_Goal:_
Return, verbatim, the stretch of the records below from their start through the line containing "[834,340,1315,857]", including that line.

# start of Data in this exercise

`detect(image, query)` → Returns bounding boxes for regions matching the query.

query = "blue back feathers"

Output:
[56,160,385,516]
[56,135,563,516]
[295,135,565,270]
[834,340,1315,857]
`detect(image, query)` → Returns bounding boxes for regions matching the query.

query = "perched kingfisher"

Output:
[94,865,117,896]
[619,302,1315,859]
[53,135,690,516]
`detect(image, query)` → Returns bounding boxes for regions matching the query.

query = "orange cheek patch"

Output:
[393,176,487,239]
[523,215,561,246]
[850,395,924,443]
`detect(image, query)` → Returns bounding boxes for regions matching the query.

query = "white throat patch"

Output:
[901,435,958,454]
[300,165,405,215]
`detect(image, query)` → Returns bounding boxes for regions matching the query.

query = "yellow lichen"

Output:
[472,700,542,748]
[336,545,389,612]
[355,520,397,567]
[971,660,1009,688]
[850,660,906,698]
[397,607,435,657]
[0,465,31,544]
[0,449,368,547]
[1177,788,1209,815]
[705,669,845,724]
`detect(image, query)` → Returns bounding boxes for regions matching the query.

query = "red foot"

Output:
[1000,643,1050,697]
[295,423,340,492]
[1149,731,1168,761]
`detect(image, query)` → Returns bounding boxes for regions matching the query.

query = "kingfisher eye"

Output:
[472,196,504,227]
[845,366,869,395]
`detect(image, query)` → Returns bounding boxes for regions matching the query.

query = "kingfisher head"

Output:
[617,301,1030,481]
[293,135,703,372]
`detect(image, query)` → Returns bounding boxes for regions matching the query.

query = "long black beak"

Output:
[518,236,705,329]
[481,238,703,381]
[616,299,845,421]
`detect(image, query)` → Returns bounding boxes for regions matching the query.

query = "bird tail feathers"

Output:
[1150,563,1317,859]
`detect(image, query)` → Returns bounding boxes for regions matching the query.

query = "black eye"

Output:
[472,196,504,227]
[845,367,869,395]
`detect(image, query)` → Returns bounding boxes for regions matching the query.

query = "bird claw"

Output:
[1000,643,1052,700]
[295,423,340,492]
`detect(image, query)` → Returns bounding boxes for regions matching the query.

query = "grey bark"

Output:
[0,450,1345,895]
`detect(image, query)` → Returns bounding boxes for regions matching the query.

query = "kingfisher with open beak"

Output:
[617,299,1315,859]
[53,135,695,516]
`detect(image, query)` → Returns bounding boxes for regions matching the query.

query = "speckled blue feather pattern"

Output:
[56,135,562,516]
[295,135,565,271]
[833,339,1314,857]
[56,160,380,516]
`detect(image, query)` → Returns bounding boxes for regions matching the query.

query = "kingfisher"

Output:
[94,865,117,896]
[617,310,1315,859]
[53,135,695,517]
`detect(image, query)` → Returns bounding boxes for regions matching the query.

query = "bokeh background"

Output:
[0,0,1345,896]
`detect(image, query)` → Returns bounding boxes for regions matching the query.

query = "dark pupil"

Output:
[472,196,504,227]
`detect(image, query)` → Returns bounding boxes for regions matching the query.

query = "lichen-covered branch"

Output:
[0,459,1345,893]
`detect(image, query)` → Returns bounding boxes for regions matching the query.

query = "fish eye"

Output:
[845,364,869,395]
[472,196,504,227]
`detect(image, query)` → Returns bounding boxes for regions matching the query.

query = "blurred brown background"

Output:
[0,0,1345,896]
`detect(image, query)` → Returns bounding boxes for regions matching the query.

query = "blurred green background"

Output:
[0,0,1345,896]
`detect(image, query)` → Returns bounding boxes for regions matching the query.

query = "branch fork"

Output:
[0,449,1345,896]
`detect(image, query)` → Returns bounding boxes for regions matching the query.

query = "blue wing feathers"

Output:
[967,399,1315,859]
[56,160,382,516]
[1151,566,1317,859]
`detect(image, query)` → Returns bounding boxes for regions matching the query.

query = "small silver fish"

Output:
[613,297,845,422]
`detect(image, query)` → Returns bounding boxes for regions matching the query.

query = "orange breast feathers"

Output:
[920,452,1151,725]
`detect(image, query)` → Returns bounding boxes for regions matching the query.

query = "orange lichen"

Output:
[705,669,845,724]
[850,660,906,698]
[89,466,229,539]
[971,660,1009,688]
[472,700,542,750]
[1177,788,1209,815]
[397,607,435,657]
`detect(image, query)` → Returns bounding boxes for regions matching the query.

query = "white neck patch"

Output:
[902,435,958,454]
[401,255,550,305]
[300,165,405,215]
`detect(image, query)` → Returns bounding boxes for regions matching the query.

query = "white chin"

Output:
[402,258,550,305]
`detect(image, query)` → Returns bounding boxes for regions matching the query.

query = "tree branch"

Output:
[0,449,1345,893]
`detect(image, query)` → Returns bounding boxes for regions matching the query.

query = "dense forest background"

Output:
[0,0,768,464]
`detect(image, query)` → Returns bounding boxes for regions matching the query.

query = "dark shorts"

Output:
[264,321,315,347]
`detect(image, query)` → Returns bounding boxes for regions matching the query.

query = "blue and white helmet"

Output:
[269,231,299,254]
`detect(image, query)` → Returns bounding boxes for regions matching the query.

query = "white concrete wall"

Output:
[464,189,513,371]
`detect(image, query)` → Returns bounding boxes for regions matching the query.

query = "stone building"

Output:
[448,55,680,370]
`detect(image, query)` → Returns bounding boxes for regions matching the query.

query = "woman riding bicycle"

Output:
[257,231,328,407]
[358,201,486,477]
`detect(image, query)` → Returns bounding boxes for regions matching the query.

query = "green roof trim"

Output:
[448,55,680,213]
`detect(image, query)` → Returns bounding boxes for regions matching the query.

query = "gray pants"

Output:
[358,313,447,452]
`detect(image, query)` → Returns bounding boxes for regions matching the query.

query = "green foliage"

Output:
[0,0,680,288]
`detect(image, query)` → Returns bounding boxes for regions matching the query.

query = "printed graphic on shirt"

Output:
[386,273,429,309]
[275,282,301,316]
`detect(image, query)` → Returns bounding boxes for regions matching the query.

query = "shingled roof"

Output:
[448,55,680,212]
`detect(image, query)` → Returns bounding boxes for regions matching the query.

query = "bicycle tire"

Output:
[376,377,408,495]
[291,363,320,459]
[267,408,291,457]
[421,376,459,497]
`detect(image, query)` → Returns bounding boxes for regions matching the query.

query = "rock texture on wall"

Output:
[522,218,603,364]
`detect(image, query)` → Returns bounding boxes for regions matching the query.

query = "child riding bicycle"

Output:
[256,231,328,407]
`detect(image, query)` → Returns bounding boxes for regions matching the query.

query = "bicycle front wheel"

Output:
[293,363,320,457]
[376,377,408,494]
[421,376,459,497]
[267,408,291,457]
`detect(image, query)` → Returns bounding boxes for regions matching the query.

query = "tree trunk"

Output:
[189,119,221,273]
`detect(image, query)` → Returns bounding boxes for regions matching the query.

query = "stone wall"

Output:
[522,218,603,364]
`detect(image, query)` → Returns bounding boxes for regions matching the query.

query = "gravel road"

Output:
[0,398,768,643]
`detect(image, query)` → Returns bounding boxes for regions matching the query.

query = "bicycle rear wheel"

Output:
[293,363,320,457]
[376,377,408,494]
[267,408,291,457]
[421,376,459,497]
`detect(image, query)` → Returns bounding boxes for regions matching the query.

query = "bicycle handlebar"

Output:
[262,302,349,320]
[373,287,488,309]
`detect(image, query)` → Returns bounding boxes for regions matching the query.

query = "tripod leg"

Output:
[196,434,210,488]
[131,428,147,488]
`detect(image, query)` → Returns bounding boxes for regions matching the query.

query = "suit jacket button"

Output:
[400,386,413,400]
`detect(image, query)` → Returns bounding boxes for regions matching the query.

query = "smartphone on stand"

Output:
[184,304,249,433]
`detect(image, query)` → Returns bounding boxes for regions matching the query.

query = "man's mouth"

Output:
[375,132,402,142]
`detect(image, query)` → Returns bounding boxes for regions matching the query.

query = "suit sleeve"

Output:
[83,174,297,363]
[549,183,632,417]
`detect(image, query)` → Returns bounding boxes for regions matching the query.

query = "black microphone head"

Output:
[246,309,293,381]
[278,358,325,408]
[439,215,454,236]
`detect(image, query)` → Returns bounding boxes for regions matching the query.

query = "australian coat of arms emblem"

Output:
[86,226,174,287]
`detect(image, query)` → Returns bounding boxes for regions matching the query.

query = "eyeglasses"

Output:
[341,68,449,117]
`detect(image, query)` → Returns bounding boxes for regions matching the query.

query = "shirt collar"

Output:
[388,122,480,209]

# end of Data in this exercise

_Response for this exercise:_
`detect(image, query)` → Returns bounding boxes for regions matching the query.

query = "blue back feathers"

Output:
[56,160,385,516]
[56,135,563,516]
[295,135,565,270]
[834,340,1315,857]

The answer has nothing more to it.